- _Task description_: Could you repeat the records below with "rough mask" swapped for "coarse mask" and everything else unchanged, leaving out the pictures?

╭──

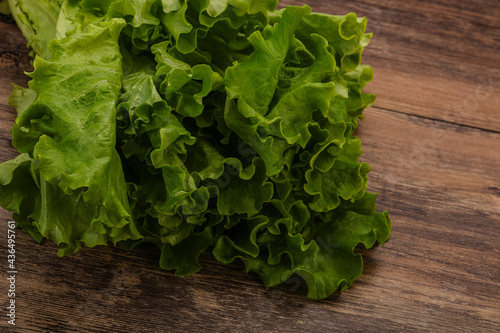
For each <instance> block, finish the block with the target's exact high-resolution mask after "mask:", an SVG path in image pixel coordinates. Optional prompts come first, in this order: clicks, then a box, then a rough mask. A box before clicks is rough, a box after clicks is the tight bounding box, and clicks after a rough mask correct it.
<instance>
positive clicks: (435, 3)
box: [0, 0, 500, 332]
mask: <svg viewBox="0 0 500 333" xmlns="http://www.w3.org/2000/svg"><path fill="white" fill-rule="evenodd" d="M309 2H310V3H311V4H312V7H313V9H316V10H319V11H326V12H330V13H334V14H336V13H342V11H344V12H343V13H345V12H348V11H356V12H358V13H359V14H361V15H368V16H369V19H370V18H372V17H374V18H375V19H374V20H373V19H372V20H371V24H372V23H375V24H374V25H372V26H373V27H375V29H372V30H376V32H378V35H379V36H378V37H375V39H374V40H373V42H372V44H371V45H370V47H369V48H368V49H367V50H366V56H365V60H366V62H367V63H370V64H371V65H372V66H374V67H375V69H376V79H375V82H374V83H373V84H371V85H370V86H369V89H370V90H371V91H372V92H376V93H378V94H379V97H378V100H377V103H376V106H377V107H375V108H371V109H369V110H367V112H366V116H367V119H366V120H365V121H364V122H361V123H360V128H359V130H358V132H357V134H358V135H359V136H360V138H361V139H362V141H363V149H364V151H365V155H364V156H363V160H364V161H367V162H369V163H370V165H371V166H372V172H371V174H370V184H369V187H370V189H371V190H372V191H381V193H380V195H379V200H378V203H379V207H380V208H381V209H387V210H389V212H390V214H391V218H392V221H393V234H392V236H391V239H390V240H389V242H388V243H387V245H386V247H385V248H381V247H376V248H374V249H371V250H365V251H361V252H362V253H363V255H364V263H365V268H364V273H363V276H362V277H361V278H360V279H359V280H358V281H357V282H355V284H354V285H353V287H351V288H350V289H348V290H347V291H346V292H344V293H342V294H338V293H336V294H334V295H333V296H332V297H330V298H328V299H326V300H323V301H312V300H308V299H307V298H305V285H304V283H302V282H299V281H300V280H291V281H288V283H285V284H283V285H282V286H280V287H278V288H271V289H270V290H268V291H266V290H265V288H264V287H263V286H262V284H261V283H260V281H259V280H258V279H257V278H256V277H255V276H253V275H250V276H245V275H243V273H242V272H241V266H240V265H238V264H235V265H229V266H226V265H221V264H219V263H217V262H215V261H214V260H213V259H212V258H211V257H210V256H206V257H204V258H203V260H202V264H203V266H204V269H203V270H202V271H201V272H199V273H198V274H195V275H194V276H192V277H186V278H178V277H175V276H173V274H172V273H171V272H167V271H163V270H161V269H160V268H159V267H158V264H157V262H158V259H159V257H158V252H157V251H156V250H155V249H154V248H152V247H148V246H142V247H140V248H138V249H136V250H134V251H131V252H124V251H122V250H120V249H115V248H112V247H98V248H95V249H84V250H82V251H80V252H79V253H77V254H75V255H73V256H70V257H66V258H58V257H57V256H56V255H55V253H56V247H55V246H54V245H53V244H52V243H50V242H45V243H43V244H42V245H37V244H36V243H35V242H34V241H33V240H32V239H31V238H30V237H29V236H28V235H27V234H26V233H24V232H22V231H20V230H19V231H18V234H17V237H18V238H17V241H18V242H17V245H16V250H17V251H18V252H17V255H18V257H17V260H18V261H17V265H18V271H19V274H18V281H17V291H18V294H16V299H17V302H18V303H17V306H18V312H17V313H18V315H19V317H18V327H17V328H18V329H19V330H22V331H23V332H46V331H50V332H103V331H106V332H124V331H126V332H164V331H175V332H181V331H188V332H192V331H258V332H276V331H286V332H317V331H332V330H337V331H377V332H378V331H388V332H401V331H407V330H412V331H440V332H471V331H474V332H477V331H481V332H497V331H500V318H499V316H498V314H499V313H500V305H499V304H498V301H497V297H498V295H499V294H500V256H499V253H500V239H499V237H498V227H499V226H500V182H499V180H498V179H500V172H499V170H498V165H500V154H499V153H498V147H500V135H499V134H496V133H492V132H488V131H482V130H478V129H474V128H469V127H468V126H475V127H479V128H484V129H488V130H490V131H495V130H498V128H499V126H498V124H499V123H498V119H495V117H494V116H495V115H496V110H497V107H498V106H497V105H499V104H498V103H499V101H498V85H497V83H498V82H500V76H499V73H498V68H497V67H498V66H497V67H494V64H495V62H496V61H497V60H499V58H498V57H499V55H498V45H499V41H500V38H499V36H498V33H499V28H498V27H500V24H499V23H498V19H499V18H500V15H499V14H500V12H499V11H498V8H499V7H500V4H499V3H498V2H494V1H472V0H466V1H461V2H459V1H457V0H454V1H444V0H439V1H432V2H430V1H420V2H418V3H417V2H416V1H408V2H401V1H396V0H393V1H390V0H387V1H375V0H366V1H350V2H340V1H326V0H324V1H313V0H310V1H309ZM287 3H288V4H291V3H296V4H299V1H295V2H294V1H282V4H287ZM300 3H302V2H300ZM444 9H446V10H444ZM441 10H443V11H441ZM377 27H378V28H377ZM486 31H487V32H488V33H485V32H486ZM4 41H5V43H4ZM469 41H470V43H469ZM495 48H496V49H495ZM16 57H17V58H16ZM12 59H14V61H12ZM28 63H29V61H28V58H27V50H26V48H25V47H24V40H22V38H21V37H20V35H19V32H18V31H17V29H16V28H15V27H14V26H12V25H6V24H2V23H0V162H3V161H4V160H7V159H9V158H11V157H14V156H15V154H16V153H15V150H14V149H13V148H12V147H11V146H10V143H9V141H8V138H9V135H8V129H9V128H10V126H11V124H12V122H13V120H14V117H15V115H14V111H13V109H12V108H11V107H8V106H7V105H6V102H7V99H8V95H9V94H10V90H11V87H10V82H11V81H14V82H16V83H18V84H21V85H25V84H26V81H27V78H26V77H25V76H24V75H23V74H22V73H23V71H25V70H30V67H29V64H28ZM496 63H498V62H496ZM16 64H19V66H18V65H16ZM488 66H489V68H488ZM431 73H432V75H431ZM488 75H490V76H489V78H488ZM482 76H483V77H482ZM484 78H486V81H487V82H488V83H485V84H483V83H482V82H481V80H483V79H484ZM478 87H479V88H478ZM476 91H480V93H479V94H478V96H479V97H481V96H482V98H479V97H477V96H476ZM481 92H482V94H481ZM486 93H489V95H488V96H487V97H485V96H486ZM470 96H473V97H472V98H475V97H477V99H476V102H477V103H478V106H477V108H467V109H461V108H459V107H458V106H457V107H456V108H455V107H454V106H453V105H454V104H453V103H454V101H455V100H458V101H459V102H458V103H472V102H473V100H472V102H467V101H469V100H470V98H471V97H470ZM474 96H475V97H474ZM460 101H461V102H460ZM471 105H472V104H471ZM386 109H388V110H394V111H396V112H391V111H387V110H386ZM450 110H451V111H453V112H451V111H450ZM404 113H408V114H415V115H416V116H411V115H406V114H404ZM422 117H430V118H436V119H442V120H446V121H448V122H452V123H453V122H456V123H459V124H463V125H466V126H460V125H455V124H449V123H445V122H442V121H433V120H429V119H425V118H422ZM9 216H10V215H9V213H7V212H5V211H4V210H0V219H1V220H3V221H6V220H8V219H9ZM5 235H6V224H5V223H1V224H0V253H1V254H3V255H2V257H3V258H5V259H4V260H6V253H7V252H6V249H7V248H6V240H5ZM2 265H5V264H2ZM7 287H8V286H7V282H6V280H5V279H4V278H1V279H0V293H1V296H0V303H1V304H4V303H5V301H4V300H5V299H6V295H5V291H6V290H7V289H8V288H7ZM0 331H2V332H3V331H6V332H7V331H8V328H7V325H6V321H5V318H4V319H2V320H0Z"/></svg>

╰──

- _Your solution_:
For each <instance> block, finish the block with the target's exact high-resolution mask after "mask:", an SVG path in image pixel coordinates. Optional prompts come first, in this order: clicks, then a box, then a coarse mask. A box before clicks is rough, a box after clicks is the tight bounding box, and clicks after a coarse mask correct it.
<instance>
positive clicks: (435, 3)
box: [0, 0, 500, 332]
mask: <svg viewBox="0 0 500 333" xmlns="http://www.w3.org/2000/svg"><path fill="white" fill-rule="evenodd" d="M309 2H310V3H311V4H312V7H313V9H316V10H319V11H326V12H330V13H334V14H336V13H342V11H344V12H343V13H345V12H348V11H356V12H358V13H359V14H361V15H368V16H369V19H370V18H372V17H374V18H375V19H374V20H373V19H372V20H371V24H372V23H375V24H374V25H372V26H373V27H375V29H372V30H376V32H378V35H379V36H378V37H375V39H374V40H373V42H372V44H371V45H370V47H369V48H368V49H367V50H366V56H365V60H366V62H367V63H370V64H371V65H372V66H374V67H375V69H376V79H375V82H374V83H373V84H371V85H370V86H369V89H370V90H371V91H372V92H376V93H378V94H379V97H378V100H377V103H376V106H377V107H375V108H371V109H369V110H367V112H366V116H367V119H366V120H365V121H364V122H361V123H360V128H359V130H358V132H357V134H358V135H359V136H360V138H361V139H362V141H363V149H364V151H365V155H364V156H363V160H364V161H367V162H369V163H370V165H371V166H372V172H371V174H370V184H369V187H370V189H371V190H372V191H381V193H380V195H379V200H378V203H379V207H380V208H381V209H387V210H389V212H390V214H391V218H392V221H393V234H392V236H391V239H390V240H389V242H388V243H387V245H386V247H385V248H381V247H376V248H374V249H371V250H365V251H361V252H362V253H363V255H364V263H365V268H364V273H363V276H362V277H361V278H360V279H359V280H358V281H357V282H355V284H354V285H353V287H351V288H350V289H348V290H347V291H346V292H344V293H342V294H338V293H336V294H334V295H333V296H332V297H330V298H328V299H326V300H323V301H312V300H308V299H307V298H305V285H304V283H302V282H299V281H300V280H291V281H288V283H285V284H283V285H282V286H280V287H278V288H271V289H270V290H268V291H266V290H265V288H264V287H263V286H262V284H261V283H260V281H259V280H258V279H257V278H256V277H255V276H253V275H250V276H245V275H243V273H242V272H241V266H240V265H238V264H235V265H229V266H226V265H221V264H219V263H217V262H215V261H214V260H213V259H212V258H211V257H210V256H206V257H204V258H203V260H202V264H203V266H204V269H203V270H202V271H201V272H199V273H198V274H195V275H194V276H192V277H186V278H178V277H175V276H173V274H172V273H171V272H167V271H163V270H161V269H160V268H159V267H158V264H157V262H158V259H159V257H158V252H157V251H156V250H155V249H154V248H152V247H148V246H142V247H140V248H138V249H136V250H134V251H131V252H124V251H122V250H120V249H115V248H112V247H98V248H95V249H84V250H82V251H80V252H79V253H77V254H75V255H73V256H70V257H66V258H58V257H57V256H56V255H55V253H56V247H55V246H54V245H53V244H52V243H50V242H45V243H43V244H42V245H37V244H36V243H35V242H34V241H33V240H32V239H31V238H30V237H29V236H28V235H27V234H26V233H24V232H22V231H20V230H19V231H18V234H17V237H18V238H17V241H18V242H17V245H16V250H17V251H18V252H17V255H18V257H17V260H18V261H17V265H18V271H19V274H18V281H17V291H18V294H16V299H17V302H18V303H17V306H18V312H17V313H18V315H19V317H18V327H17V328H18V329H19V330H22V331H23V332H46V331H50V332H103V331H106V332H124V331H126V332H164V331H175V332H181V331H188V332H192V331H258V332H276V331H286V332H317V331H332V330H337V331H377V332H378V331H388V332H401V331H407V330H412V331H440V332H471V331H474V332H477V331H481V332H497V331H500V318H499V316H498V314H499V313H500V305H499V304H498V301H497V297H498V295H499V294H500V256H499V253H500V239H499V237H498V227H499V226H500V182H499V180H498V179H500V172H499V170H498V165H500V154H499V153H498V147H500V135H499V134H496V133H492V132H488V131H482V130H478V129H474V128H469V127H468V126H475V127H479V128H484V129H488V130H490V131H495V130H498V128H499V126H498V124H499V123H498V119H495V117H494V116H495V115H496V110H497V107H498V106H497V105H499V104H498V103H499V101H498V85H497V83H498V82H500V76H499V73H498V68H497V67H498V66H497V67H494V64H495V62H496V61H497V60H499V58H498V57H499V55H498V45H499V41H500V38H499V36H498V33H499V28H498V27H500V24H499V23H498V19H499V18H500V15H499V14H500V12H499V11H498V8H499V7H500V4H499V3H498V2H494V1H472V0H466V1H461V2H459V1H457V0H454V1H444V0H439V1H432V2H430V1H420V2H418V3H417V2H416V1H408V2H401V1H396V0H393V1H390V0H387V1H375V0H366V1H350V2H340V1H326V0H324V1H313V0H310V1H309ZM287 3H288V4H291V3H296V4H299V1H295V2H294V1H282V4H287ZM300 3H302V2H300ZM444 9H446V10H444ZM441 10H443V11H441ZM377 27H378V28H377ZM486 31H487V32H488V33H485V32H486ZM4 41H5V43H4ZM469 41H470V43H469ZM495 48H496V49H495ZM16 57H17V58H16ZM12 59H14V61H12ZM28 63H29V61H28V58H27V50H26V48H25V47H24V40H22V38H21V37H20V35H19V32H18V31H17V29H16V28H15V27H14V26H12V25H6V24H2V23H0V162H3V161H4V160H7V159H9V158H11V157H14V156H15V154H16V153H15V150H14V149H13V148H12V147H11V146H10V143H9V141H8V138H9V135H8V129H9V128H10V126H11V124H12V122H13V120H14V117H15V115H14V111H13V109H12V108H11V107H8V106H7V105H6V102H7V99H8V95H9V94H10V90H11V87H10V82H11V81H14V82H16V83H18V84H21V85H25V84H26V81H27V78H26V77H25V76H24V75H23V74H22V73H23V71H25V70H30V67H29V64H28ZM496 63H498V62H496ZM16 64H19V66H18V65H16ZM488 66H489V68H488ZM431 73H432V75H431ZM488 75H490V76H489V78H488ZM482 76H483V77H482ZM484 78H486V81H487V82H488V83H485V84H483V83H482V82H481V80H483V79H484ZM478 87H479V88H478ZM476 91H480V93H479V94H478V96H479V97H481V96H482V98H479V97H477V96H476ZM481 92H482V94H481ZM486 93H489V95H488V96H487V97H485V96H486ZM470 96H473V97H472V98H475V97H477V99H476V102H477V103H478V106H477V108H467V109H461V108H459V107H458V106H457V107H456V108H455V107H454V106H453V105H454V104H453V103H454V101H455V100H458V101H459V102H458V103H472V102H473V100H472V102H467V101H469V100H470V98H471V97H470ZM474 96H475V97H474ZM460 101H461V102H460ZM471 105H472V104H471ZM386 109H388V110H394V111H396V112H391V111H387V110H386ZM450 110H451V111H453V112H451V111H450ZM404 113H408V114H415V115H416V116H411V115H406V114H404ZM422 117H430V118H436V119H442V120H446V121H448V122H452V123H453V122H456V123H459V124H463V125H466V126H460V125H455V124H449V123H445V122H442V121H433V120H429V119H425V118H422ZM9 216H10V215H9V213H7V212H5V211H4V210H0V219H1V220H3V221H6V220H8V219H9ZM5 235H6V224H5V223H1V224H0V253H1V254H3V255H2V257H3V258H5V259H4V260H6V253H7V252H6V249H7V248H6V240H5ZM2 265H5V264H2ZM7 287H8V286H7V282H6V280H5V279H4V278H1V279H0V293H1V296H0V303H1V304H4V303H5V301H4V300H5V299H6V295H5V291H6V290H7V289H8V288H7ZM0 331H2V332H3V331H6V332H7V331H8V328H7V325H6V321H5V318H4V319H2V320H0Z"/></svg>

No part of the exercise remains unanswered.